* [PROBLEM TO SOLVE]: Here are some records. Copy each one exactly.

* [SOURCE MATERIAL]:
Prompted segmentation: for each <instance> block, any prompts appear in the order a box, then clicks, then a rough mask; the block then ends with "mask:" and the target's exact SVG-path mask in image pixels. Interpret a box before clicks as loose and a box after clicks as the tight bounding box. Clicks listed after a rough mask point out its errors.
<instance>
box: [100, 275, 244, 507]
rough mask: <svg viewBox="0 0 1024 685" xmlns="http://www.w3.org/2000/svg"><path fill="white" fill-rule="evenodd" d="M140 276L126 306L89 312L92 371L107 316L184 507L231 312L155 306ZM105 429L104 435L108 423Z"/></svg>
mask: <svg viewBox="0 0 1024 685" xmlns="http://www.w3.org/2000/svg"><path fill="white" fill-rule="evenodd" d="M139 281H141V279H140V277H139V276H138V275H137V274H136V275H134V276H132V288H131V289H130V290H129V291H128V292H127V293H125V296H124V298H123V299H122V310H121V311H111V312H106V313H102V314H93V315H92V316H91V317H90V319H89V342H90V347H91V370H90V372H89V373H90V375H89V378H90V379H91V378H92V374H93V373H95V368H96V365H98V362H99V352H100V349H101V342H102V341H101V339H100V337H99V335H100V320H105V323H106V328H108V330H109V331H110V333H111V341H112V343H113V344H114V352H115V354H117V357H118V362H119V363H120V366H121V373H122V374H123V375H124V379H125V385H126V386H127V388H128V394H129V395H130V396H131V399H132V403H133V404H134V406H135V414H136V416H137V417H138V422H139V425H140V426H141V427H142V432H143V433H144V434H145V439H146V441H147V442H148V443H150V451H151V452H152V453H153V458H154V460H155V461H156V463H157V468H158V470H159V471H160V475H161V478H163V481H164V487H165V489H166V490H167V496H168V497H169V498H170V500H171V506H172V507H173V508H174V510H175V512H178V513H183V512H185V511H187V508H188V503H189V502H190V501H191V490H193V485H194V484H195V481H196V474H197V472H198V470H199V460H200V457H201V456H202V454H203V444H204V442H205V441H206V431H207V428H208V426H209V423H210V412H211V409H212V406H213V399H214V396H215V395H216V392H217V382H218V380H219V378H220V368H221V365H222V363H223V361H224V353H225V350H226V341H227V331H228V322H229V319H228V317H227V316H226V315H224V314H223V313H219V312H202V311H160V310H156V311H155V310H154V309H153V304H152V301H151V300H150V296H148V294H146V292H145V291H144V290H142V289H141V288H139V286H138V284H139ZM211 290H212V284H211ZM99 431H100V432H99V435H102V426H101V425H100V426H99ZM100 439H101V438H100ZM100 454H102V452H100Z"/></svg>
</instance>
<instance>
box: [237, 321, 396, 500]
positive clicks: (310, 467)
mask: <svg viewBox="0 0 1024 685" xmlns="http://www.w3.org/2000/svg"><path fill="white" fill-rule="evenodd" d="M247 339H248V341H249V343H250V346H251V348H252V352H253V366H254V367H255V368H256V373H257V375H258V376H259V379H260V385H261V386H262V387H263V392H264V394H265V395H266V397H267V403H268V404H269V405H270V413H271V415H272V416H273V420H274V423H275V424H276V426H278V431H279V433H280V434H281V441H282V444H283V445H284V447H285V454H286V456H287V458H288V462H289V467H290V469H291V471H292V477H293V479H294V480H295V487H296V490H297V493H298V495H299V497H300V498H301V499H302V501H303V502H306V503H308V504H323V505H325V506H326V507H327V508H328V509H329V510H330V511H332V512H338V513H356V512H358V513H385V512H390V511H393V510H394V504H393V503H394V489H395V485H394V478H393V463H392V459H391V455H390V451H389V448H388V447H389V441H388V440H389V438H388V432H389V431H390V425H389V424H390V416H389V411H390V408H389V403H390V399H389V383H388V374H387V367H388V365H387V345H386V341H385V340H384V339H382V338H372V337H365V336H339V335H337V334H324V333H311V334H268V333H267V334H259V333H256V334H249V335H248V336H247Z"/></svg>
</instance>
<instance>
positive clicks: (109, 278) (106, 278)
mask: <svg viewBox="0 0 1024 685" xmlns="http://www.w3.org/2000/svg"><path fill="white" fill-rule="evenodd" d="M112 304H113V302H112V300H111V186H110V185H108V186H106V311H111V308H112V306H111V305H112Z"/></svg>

* [YOUR RESPONSE]:
Prompted segmentation: for each <instance> block, any prompts appear in the order a box, then clicks, then a rough mask; the block then ends with "mask:" and the target's exact SVG-path mask in image pixels. Interpret a box before clicks as loose and a box after clicks as the tight bounding box. Clicks listed after a rough mask point out its errors.
<instance>
box: [100, 275, 244, 507]
rough mask: <svg viewBox="0 0 1024 685" xmlns="http://www.w3.org/2000/svg"><path fill="white" fill-rule="evenodd" d="M140 276L126 306L89 312L92 371L107 316L184 507L231 312L155 306ZM105 429L104 435L108 423Z"/></svg>
mask: <svg viewBox="0 0 1024 685" xmlns="http://www.w3.org/2000/svg"><path fill="white" fill-rule="evenodd" d="M139 281H141V279H140V277H139V276H138V275H137V274H136V275H134V276H132V288H131V289H130V290H129V291H128V292H127V293H125V296H124V298H123V299H122V310H121V311H111V312H106V313H102V314H93V315H92V316H91V317H90V319H89V342H90V347H91V370H90V372H89V373H90V375H89V378H90V379H91V378H92V374H93V373H95V368H96V365H98V362H99V352H100V349H101V342H102V341H101V339H100V337H99V335H100V320H105V323H106V328H108V330H109V331H110V333H111V341H112V343H113V344H114V352H115V354H117V357H118V362H119V363H120V366H121V373H122V374H123V375H124V379H125V385H126V386H127V388H128V394H129V395H130V396H131V399H132V403H133V404H134V406H135V414H136V416H137V417H138V422H139V425H140V426H141V427H142V432H143V433H144V434H145V439H146V441H147V442H148V443H150V451H151V452H152V453H153V458H154V460H155V461H156V463H157V468H158V470H159V471H160V475H161V478H163V481H164V487H165V489H166V490H167V496H168V497H169V498H170V500H171V506H172V507H173V508H174V510H175V512H178V513H183V512H185V511H187V508H188V503H189V502H190V501H191V490H193V485H194V484H195V481H196V474H197V472H198V470H199V460H200V457H201V456H202V454H203V444H204V442H205V441H206V431H207V428H208V426H209V423H210V412H211V409H212V406H213V399H214V396H215V395H216V392H217V382H218V380H219V378H220V368H221V365H222V363H223V361H224V353H225V350H226V341H227V331H228V322H229V319H228V317H227V316H226V315H224V314H223V313H219V312H202V311H160V310H156V311H155V310H154V309H153V304H152V301H151V300H150V296H148V294H146V292H145V291H144V290H142V289H141V288H139V286H138V284H139ZM211 290H212V284H211ZM99 431H100V432H99V435H102V426H101V425H100V426H99ZM100 439H101V438H100ZM100 454H102V452H100Z"/></svg>
</instance>
<instance>
box: [237, 321, 396, 500]
positive clicks: (310, 467)
mask: <svg viewBox="0 0 1024 685" xmlns="http://www.w3.org/2000/svg"><path fill="white" fill-rule="evenodd" d="M247 339H248V341H249V343H250V346H251V348H252V352H253V366H254V367H255V368H256V373H257V375H258V376H259V379H260V385H261V386H262V387H263V392H264V394H265V395H266V397H267V403H268V404H269V405H270V413H271V415H272V416H273V420H274V423H275V424H276V426H278V431H279V433H280V434H281V441H282V444H283V445H284V447H285V454H286V456H287V458H288V462H289V467H290V469H291V471H292V477H293V479H294V480H295V487H296V490H297V493H298V495H299V497H300V498H301V499H302V501H303V502H306V503H308V504H323V505H325V506H326V507H327V508H328V509H329V510H330V511H332V512H338V513H356V512H358V513H385V512H390V511H393V510H394V504H393V503H394V489H395V485H394V478H393V463H392V459H391V455H390V451H389V448H388V447H389V441H388V440H389V438H388V432H389V431H390V425H389V424H390V416H389V411H390V408H389V403H390V399H389V383H388V374H387V367H388V365H387V345H386V341H385V340H384V339H382V338H372V337H365V336H339V335H337V334H324V333H311V334H268V333H267V334H259V333H256V334H249V335H248V336H247Z"/></svg>
</instance>
<instance>
positive clicks: (109, 278) (106, 278)
mask: <svg viewBox="0 0 1024 685" xmlns="http://www.w3.org/2000/svg"><path fill="white" fill-rule="evenodd" d="M112 304H113V302H112V300H111V186H110V185H108V186H106V311H111V308H112V306H111V305H112Z"/></svg>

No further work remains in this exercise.